Transcribe the data underneath exactly, keeping every word in place.

Stored entries
"""
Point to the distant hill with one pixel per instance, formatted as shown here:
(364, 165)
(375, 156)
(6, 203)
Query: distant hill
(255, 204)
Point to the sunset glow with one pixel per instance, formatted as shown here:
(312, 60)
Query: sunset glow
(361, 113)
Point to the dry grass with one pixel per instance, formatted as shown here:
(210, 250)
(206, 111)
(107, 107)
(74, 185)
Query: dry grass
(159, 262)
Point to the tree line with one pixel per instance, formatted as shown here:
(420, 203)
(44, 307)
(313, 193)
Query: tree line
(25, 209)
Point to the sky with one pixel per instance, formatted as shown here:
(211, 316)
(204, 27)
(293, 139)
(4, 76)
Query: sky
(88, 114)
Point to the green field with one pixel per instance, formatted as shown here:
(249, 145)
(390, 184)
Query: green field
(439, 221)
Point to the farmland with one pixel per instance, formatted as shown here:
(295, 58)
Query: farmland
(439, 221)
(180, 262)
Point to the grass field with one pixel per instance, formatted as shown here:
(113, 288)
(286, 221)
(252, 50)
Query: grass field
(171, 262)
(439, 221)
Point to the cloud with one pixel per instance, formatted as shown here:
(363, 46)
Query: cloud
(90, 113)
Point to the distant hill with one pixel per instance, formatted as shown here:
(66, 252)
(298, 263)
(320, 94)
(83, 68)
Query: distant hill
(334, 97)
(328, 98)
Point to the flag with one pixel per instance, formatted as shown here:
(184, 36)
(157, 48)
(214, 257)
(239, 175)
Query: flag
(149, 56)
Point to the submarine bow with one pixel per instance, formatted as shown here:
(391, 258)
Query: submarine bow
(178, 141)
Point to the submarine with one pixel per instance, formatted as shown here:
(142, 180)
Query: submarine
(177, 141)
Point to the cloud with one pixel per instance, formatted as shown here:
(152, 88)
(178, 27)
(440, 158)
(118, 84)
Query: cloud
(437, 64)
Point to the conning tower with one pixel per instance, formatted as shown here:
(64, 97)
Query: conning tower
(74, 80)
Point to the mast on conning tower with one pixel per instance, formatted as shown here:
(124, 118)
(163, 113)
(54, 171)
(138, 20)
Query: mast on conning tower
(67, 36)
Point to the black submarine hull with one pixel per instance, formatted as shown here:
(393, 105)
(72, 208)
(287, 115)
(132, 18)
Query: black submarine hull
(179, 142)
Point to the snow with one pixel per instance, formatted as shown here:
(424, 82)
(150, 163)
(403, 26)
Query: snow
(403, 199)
"""
Response area:
Point to the distant hill with one pixel per instance, formatted as shown here:
(364, 165)
(375, 156)
(6, 203)
Query: distant hill
(255, 204)
Point to the sunset glow with one pixel per instance, formatted as shown here:
(312, 60)
Query: sunset glow
(361, 113)
Point to the dry grass with one pixel per instance, formatted as shown here:
(210, 250)
(206, 111)
(107, 107)
(74, 185)
Query: dry grass
(159, 262)
Point to the tree line with one pixel per instance, formatted as shown here:
(420, 203)
(44, 307)
(313, 193)
Query: tree line
(25, 209)
Point to the sky with one pixel per instance, formatted as shown here:
(211, 316)
(204, 27)
(293, 139)
(4, 76)
Query: sky
(88, 114)
Point to the green field with one pixel per instance, formatted as shown here:
(249, 145)
(390, 184)
Query: green field
(439, 221)
Point to the farmland with one pixel per instance, formatted as shown here:
(295, 58)
Query: farmland
(439, 221)
(180, 262)
Point to the grass field with one pixel per instance, formatted as shown here:
(113, 288)
(286, 221)
(252, 50)
Query: grass field
(171, 262)
(439, 221)
Point to the cloud with one pixel per instance, formatted as shown here:
(363, 46)
Query: cloud
(90, 113)
Point to the distant hill with one pixel per instance, formatted as shown here:
(66, 252)
(298, 263)
(320, 94)
(83, 68)
Query: distant hill
(334, 97)
(328, 98)
Point to the flag with one pixel per instance, formatted as shown here:
(184, 36)
(157, 48)
(214, 257)
(239, 175)
Query: flag
(149, 56)
Point to the submarine bow with one pixel per instance, formatted as shown here:
(391, 258)
Query: submarine bow
(178, 141)
Point to the submarine with one pixel per instance, formatted as shown here:
(142, 180)
Query: submarine
(177, 141)
Point to the cloud with one pixel per instance, formatted as shown here:
(152, 88)
(178, 27)
(440, 158)
(118, 84)
Query: cloud
(437, 64)
Point to the conning tower with one pixel per instance, formatted as shown here:
(64, 97)
Query: conning tower
(74, 80)
Point to the mast on conning tower with one pixel per instance, formatted as shown here:
(124, 118)
(163, 113)
(54, 171)
(138, 20)
Query: mast on conning tower
(67, 36)
Point to the black submarine hull with one pixel per instance, formatted as shown here:
(393, 105)
(72, 208)
(287, 115)
(132, 18)
Query: black submarine hull
(179, 142)
Point to the snow with one pixel per instance, formatted as shown here:
(424, 82)
(150, 163)
(403, 26)
Query: snow
(403, 199)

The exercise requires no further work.